• Task brief
Reproduce the records that follow exactly as they are written.

• Provided records

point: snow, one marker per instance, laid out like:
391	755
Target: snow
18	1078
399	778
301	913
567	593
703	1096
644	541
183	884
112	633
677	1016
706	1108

• Completed exercise
point: snow, one marker per instance, laid out like:
391	755
Target: snow
18	1078
399	778
301	913
567	593
703	1096
644	541
183	884
112	633
677	1016
706	1108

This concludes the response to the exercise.